-------- DATA FOR THE TASK --------
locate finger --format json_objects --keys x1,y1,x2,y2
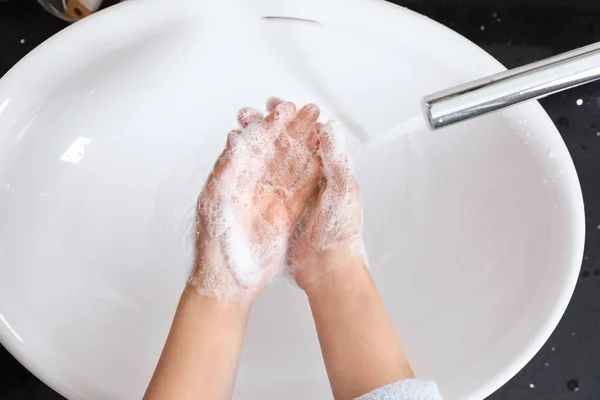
[
  {"x1": 237, "y1": 122, "x2": 272, "y2": 158},
  {"x1": 287, "y1": 103, "x2": 320, "y2": 140},
  {"x1": 319, "y1": 121, "x2": 352, "y2": 191},
  {"x1": 286, "y1": 163, "x2": 322, "y2": 224},
  {"x1": 200, "y1": 148, "x2": 232, "y2": 201},
  {"x1": 264, "y1": 111, "x2": 275, "y2": 124},
  {"x1": 319, "y1": 120, "x2": 346, "y2": 164},
  {"x1": 237, "y1": 107, "x2": 264, "y2": 128},
  {"x1": 269, "y1": 120, "x2": 320, "y2": 199},
  {"x1": 306, "y1": 122, "x2": 321, "y2": 155},
  {"x1": 308, "y1": 182, "x2": 328, "y2": 243},
  {"x1": 264, "y1": 101, "x2": 296, "y2": 127},
  {"x1": 266, "y1": 96, "x2": 284, "y2": 112},
  {"x1": 226, "y1": 129, "x2": 241, "y2": 149},
  {"x1": 264, "y1": 102, "x2": 297, "y2": 151},
  {"x1": 274, "y1": 133, "x2": 291, "y2": 152}
]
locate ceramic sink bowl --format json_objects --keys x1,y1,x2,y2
[{"x1": 0, "y1": 0, "x2": 585, "y2": 399}]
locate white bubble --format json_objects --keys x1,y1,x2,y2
[{"x1": 190, "y1": 100, "x2": 365, "y2": 300}]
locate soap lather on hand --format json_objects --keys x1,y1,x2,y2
[{"x1": 144, "y1": 97, "x2": 444, "y2": 400}]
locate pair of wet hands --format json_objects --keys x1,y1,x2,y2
[{"x1": 190, "y1": 97, "x2": 365, "y2": 301}]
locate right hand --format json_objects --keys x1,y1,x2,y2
[{"x1": 287, "y1": 121, "x2": 367, "y2": 293}]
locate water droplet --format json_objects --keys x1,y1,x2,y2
[
  {"x1": 576, "y1": 99, "x2": 584, "y2": 106},
  {"x1": 5, "y1": 184, "x2": 9, "y2": 191},
  {"x1": 525, "y1": 132, "x2": 531, "y2": 137},
  {"x1": 596, "y1": 132, "x2": 600, "y2": 136},
  {"x1": 544, "y1": 362, "x2": 549, "y2": 367},
  {"x1": 567, "y1": 379, "x2": 580, "y2": 392},
  {"x1": 596, "y1": 224, "x2": 600, "y2": 229},
  {"x1": 547, "y1": 151, "x2": 555, "y2": 158},
  {"x1": 551, "y1": 346, "x2": 556, "y2": 351},
  {"x1": 542, "y1": 178, "x2": 549, "y2": 185},
  {"x1": 571, "y1": 331, "x2": 576, "y2": 336},
  {"x1": 582, "y1": 144, "x2": 588, "y2": 150},
  {"x1": 20, "y1": 39, "x2": 25, "y2": 44},
  {"x1": 492, "y1": 12, "x2": 498, "y2": 18},
  {"x1": 480, "y1": 25, "x2": 485, "y2": 31},
  {"x1": 497, "y1": 17, "x2": 501, "y2": 22},
  {"x1": 529, "y1": 383, "x2": 535, "y2": 389}
]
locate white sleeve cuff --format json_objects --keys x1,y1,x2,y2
[{"x1": 355, "y1": 379, "x2": 444, "y2": 400}]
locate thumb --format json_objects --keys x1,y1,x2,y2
[{"x1": 319, "y1": 121, "x2": 352, "y2": 192}]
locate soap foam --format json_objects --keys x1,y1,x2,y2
[
  {"x1": 190, "y1": 99, "x2": 328, "y2": 301},
  {"x1": 287, "y1": 120, "x2": 366, "y2": 272}
]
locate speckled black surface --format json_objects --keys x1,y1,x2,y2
[{"x1": 1, "y1": 1, "x2": 599, "y2": 399}]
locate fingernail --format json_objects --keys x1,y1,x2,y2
[
  {"x1": 304, "y1": 103, "x2": 320, "y2": 117},
  {"x1": 266, "y1": 96, "x2": 284, "y2": 112},
  {"x1": 274, "y1": 102, "x2": 296, "y2": 124}
]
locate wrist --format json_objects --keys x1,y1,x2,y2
[
  {"x1": 302, "y1": 251, "x2": 368, "y2": 297},
  {"x1": 192, "y1": 236, "x2": 264, "y2": 303},
  {"x1": 183, "y1": 283, "x2": 253, "y2": 317}
]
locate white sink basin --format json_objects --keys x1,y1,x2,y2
[{"x1": 0, "y1": 0, "x2": 585, "y2": 399}]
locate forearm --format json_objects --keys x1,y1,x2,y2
[
  {"x1": 143, "y1": 284, "x2": 250, "y2": 400},
  {"x1": 308, "y1": 257, "x2": 414, "y2": 400}
]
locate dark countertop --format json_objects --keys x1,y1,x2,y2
[{"x1": 1, "y1": 1, "x2": 599, "y2": 399}]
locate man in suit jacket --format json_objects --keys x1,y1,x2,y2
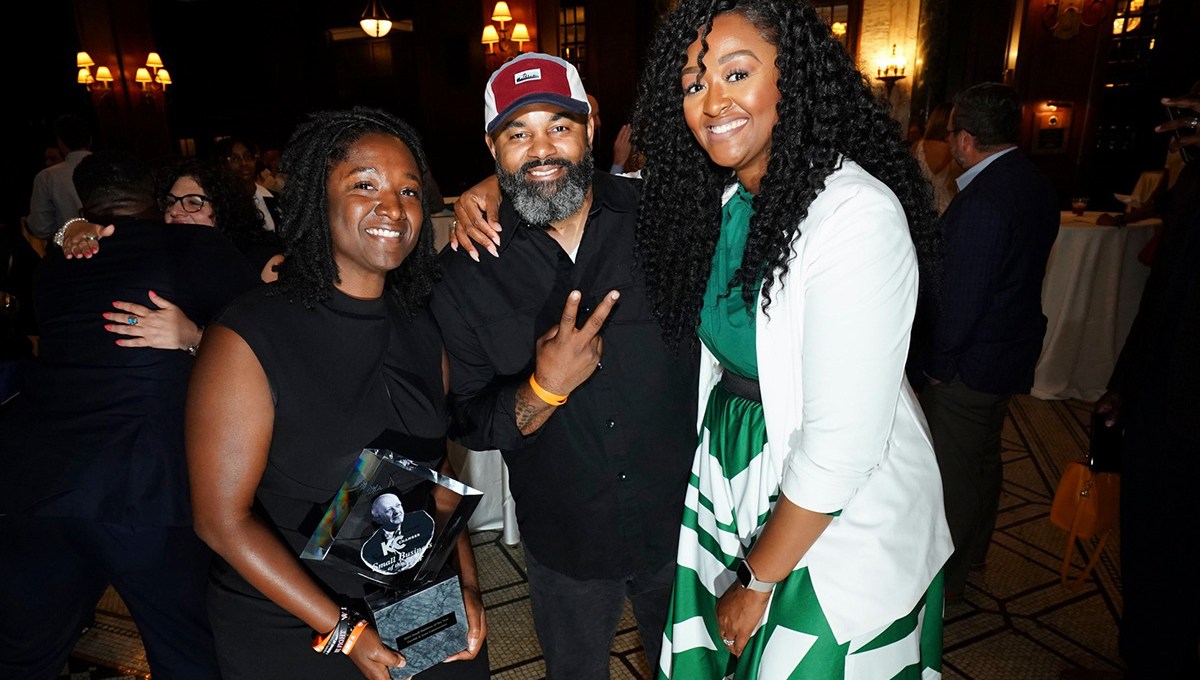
[
  {"x1": 0, "y1": 150, "x2": 258, "y2": 679},
  {"x1": 917, "y1": 82, "x2": 1059, "y2": 600}
]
--------
## YOUR INSTRUCTIONS
Please copy the entries in full. Leave each image out.

## SOLUTION FOR THIS TASK
locate finger --format json_objects --keys x1,y1,x2,y2
[
  {"x1": 237, "y1": 122, "x2": 272, "y2": 158},
  {"x1": 287, "y1": 103, "x2": 320, "y2": 140},
  {"x1": 319, "y1": 121, "x2": 352, "y2": 191},
  {"x1": 286, "y1": 163, "x2": 322, "y2": 224},
  {"x1": 200, "y1": 148, "x2": 232, "y2": 201},
  {"x1": 264, "y1": 111, "x2": 275, "y2": 124},
  {"x1": 319, "y1": 120, "x2": 346, "y2": 164},
  {"x1": 237, "y1": 107, "x2": 264, "y2": 128},
  {"x1": 269, "y1": 120, "x2": 320, "y2": 199},
  {"x1": 306, "y1": 122, "x2": 321, "y2": 155},
  {"x1": 308, "y1": 182, "x2": 328, "y2": 243},
  {"x1": 264, "y1": 101, "x2": 296, "y2": 127},
  {"x1": 266, "y1": 96, "x2": 284, "y2": 112},
  {"x1": 226, "y1": 129, "x2": 241, "y2": 149},
  {"x1": 264, "y1": 102, "x2": 297, "y2": 151},
  {"x1": 274, "y1": 133, "x2": 291, "y2": 152}
]
locate ceramic sink bowl --format json_objects --keys x1,y1,x2,y2
[{"x1": 0, "y1": 0, "x2": 585, "y2": 399}]
locate white bubble --format json_objects --keys x1,y1,x2,y2
[{"x1": 190, "y1": 100, "x2": 365, "y2": 300}]
locate soap lather on hand --format json_objects --keys x1,y1,x2,y2
[{"x1": 144, "y1": 97, "x2": 444, "y2": 400}]
locate pair of wet hands --format json_objects --keys x1,y1,x2,y2
[{"x1": 190, "y1": 97, "x2": 365, "y2": 301}]
locate right hand --format json_objects --keys x1,y1,x2,y2
[{"x1": 287, "y1": 121, "x2": 367, "y2": 293}]
locate water droplet --format json_objects --keys x1,y1,x2,y2
[
  {"x1": 576, "y1": 99, "x2": 584, "y2": 106},
  {"x1": 5, "y1": 184, "x2": 9, "y2": 191},
  {"x1": 525, "y1": 132, "x2": 531, "y2": 137},
  {"x1": 596, "y1": 132, "x2": 600, "y2": 136},
  {"x1": 544, "y1": 362, "x2": 549, "y2": 367},
  {"x1": 567, "y1": 379, "x2": 580, "y2": 392},
  {"x1": 596, "y1": 224, "x2": 600, "y2": 229},
  {"x1": 547, "y1": 151, "x2": 555, "y2": 158},
  {"x1": 551, "y1": 346, "x2": 556, "y2": 351},
  {"x1": 542, "y1": 178, "x2": 549, "y2": 185},
  {"x1": 571, "y1": 331, "x2": 576, "y2": 336},
  {"x1": 582, "y1": 144, "x2": 588, "y2": 150},
  {"x1": 20, "y1": 39, "x2": 25, "y2": 44},
  {"x1": 492, "y1": 12, "x2": 498, "y2": 18},
  {"x1": 480, "y1": 25, "x2": 485, "y2": 31},
  {"x1": 497, "y1": 17, "x2": 501, "y2": 22},
  {"x1": 529, "y1": 383, "x2": 535, "y2": 389}
]
locate white sleeve cuff --format json_objects --keys x1,y1,x2,y2
[{"x1": 355, "y1": 379, "x2": 444, "y2": 400}]
locate thumb --format json_objects --keys x1,y1,x2,y2
[{"x1": 319, "y1": 121, "x2": 352, "y2": 192}]
locate soap foam --format json_objects --keys x1,y1,x2,y2
[
  {"x1": 190, "y1": 99, "x2": 328, "y2": 301},
  {"x1": 287, "y1": 120, "x2": 366, "y2": 272}
]
locate speckled black surface --format json_objects --keys x1,y1,x2,y2
[{"x1": 1, "y1": 1, "x2": 599, "y2": 399}]
locate fingernail --format json_objects --keys x1,y1,x2,y2
[
  {"x1": 304, "y1": 103, "x2": 320, "y2": 117},
  {"x1": 266, "y1": 96, "x2": 284, "y2": 112},
  {"x1": 274, "y1": 102, "x2": 296, "y2": 124}
]
locate wrist --format json_objects --keys x1,y1,x2,y2
[
  {"x1": 302, "y1": 251, "x2": 368, "y2": 297},
  {"x1": 192, "y1": 236, "x2": 264, "y2": 303},
  {"x1": 183, "y1": 283, "x2": 253, "y2": 317}
]
locate white sink basin --format json_objects --keys x1,y1,x2,y2
[{"x1": 0, "y1": 0, "x2": 585, "y2": 399}]
locate forearm --format json_objects --keys x1,y1,x2,y2
[
  {"x1": 143, "y1": 284, "x2": 250, "y2": 400},
  {"x1": 308, "y1": 257, "x2": 414, "y2": 400}
]
locate dark countertop --format json_objects --keys x1,y1,x2,y2
[{"x1": 1, "y1": 1, "x2": 599, "y2": 399}]
locate man in suit jacket --format json_objects --keys x1,y1,x2,y2
[
  {"x1": 0, "y1": 150, "x2": 258, "y2": 679},
  {"x1": 917, "y1": 82, "x2": 1059, "y2": 600}
]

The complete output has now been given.